BEGIN

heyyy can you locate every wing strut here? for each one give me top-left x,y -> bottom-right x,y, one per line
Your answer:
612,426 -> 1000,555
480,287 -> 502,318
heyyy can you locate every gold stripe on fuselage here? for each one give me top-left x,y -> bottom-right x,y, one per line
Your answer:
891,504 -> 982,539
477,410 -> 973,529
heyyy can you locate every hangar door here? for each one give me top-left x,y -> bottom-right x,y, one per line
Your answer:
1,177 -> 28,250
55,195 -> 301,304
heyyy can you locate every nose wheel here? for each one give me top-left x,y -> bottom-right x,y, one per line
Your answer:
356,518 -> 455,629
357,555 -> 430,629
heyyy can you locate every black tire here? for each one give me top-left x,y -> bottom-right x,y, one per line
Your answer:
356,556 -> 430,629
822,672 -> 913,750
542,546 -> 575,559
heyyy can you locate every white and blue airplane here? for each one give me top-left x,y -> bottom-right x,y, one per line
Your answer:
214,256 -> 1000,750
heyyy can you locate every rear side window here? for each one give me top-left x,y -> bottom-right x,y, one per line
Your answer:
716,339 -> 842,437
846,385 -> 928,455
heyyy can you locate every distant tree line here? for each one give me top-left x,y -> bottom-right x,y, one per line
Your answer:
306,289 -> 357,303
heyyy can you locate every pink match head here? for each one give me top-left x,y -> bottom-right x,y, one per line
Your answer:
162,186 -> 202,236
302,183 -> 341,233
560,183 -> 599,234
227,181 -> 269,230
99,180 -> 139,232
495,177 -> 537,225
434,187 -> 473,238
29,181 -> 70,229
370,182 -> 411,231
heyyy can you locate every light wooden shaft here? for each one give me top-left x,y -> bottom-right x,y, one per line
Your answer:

END

WORK TO COMPLETE:
Your job is to reproduce the listing exactly.

PROBLEM SOLUTION:
heyyy can you locate every wing strut here? for each one give me top-left x,y -> bottom-right x,y, one per line
Your answer:
612,426 -> 1000,555
480,287 -> 502,318
heyyy can you locate every gold stripe on fuselage here? for each one give me top-left x,y -> bottom-right x,y, one per line
Your answer:
891,504 -> 982,539
477,410 -> 973,529
heyyy can you locate every hangar door here? for each one give me top-left x,y -> bottom-right x,y, one per line
Your answer:
1,177 -> 28,250
55,195 -> 301,304
heyyy can you locate every nose wheel here? for each one give me top-left x,y -> bottom-right x,y, one per line
Your answer:
356,518 -> 455,629
357,555 -> 430,629
heyyy can you locate every black tire here? for each one give me top-left x,y -> bottom-right x,y, one per line
Your answer:
356,556 -> 430,629
822,672 -> 913,750
542,546 -> 575,559
heyyy can you locate every white and blue airplane here? for each one give me top-left x,y -> bottom-right x,y, one per line
Your answer:
214,256 -> 1000,750
heyyy can you locate every rear side window here? for each one give me top-left x,y -> bottom-right x,y, one per line
Your answer:
716,339 -> 842,437
846,385 -> 928,455
heyyy can you locate every distant tree line here? for each one give me top-left x,y -> bottom-right x,y, one per line
Your answer:
306,289 -> 357,303
heyyy can you locate every pink match head here? for each one give me top-left x,y -> bottom-right x,y, one per line
Your answer:
162,186 -> 202,236
302,183 -> 341,233
560,183 -> 599,234
227,181 -> 269,230
99,180 -> 139,232
495,177 -> 537,225
434,187 -> 473,238
29,181 -> 70,229
370,182 -> 411,231
heyyy can you locate every light wooden shaft here? for each one give me top-left x,y -> bottom-right x,y, one per line
Your answer:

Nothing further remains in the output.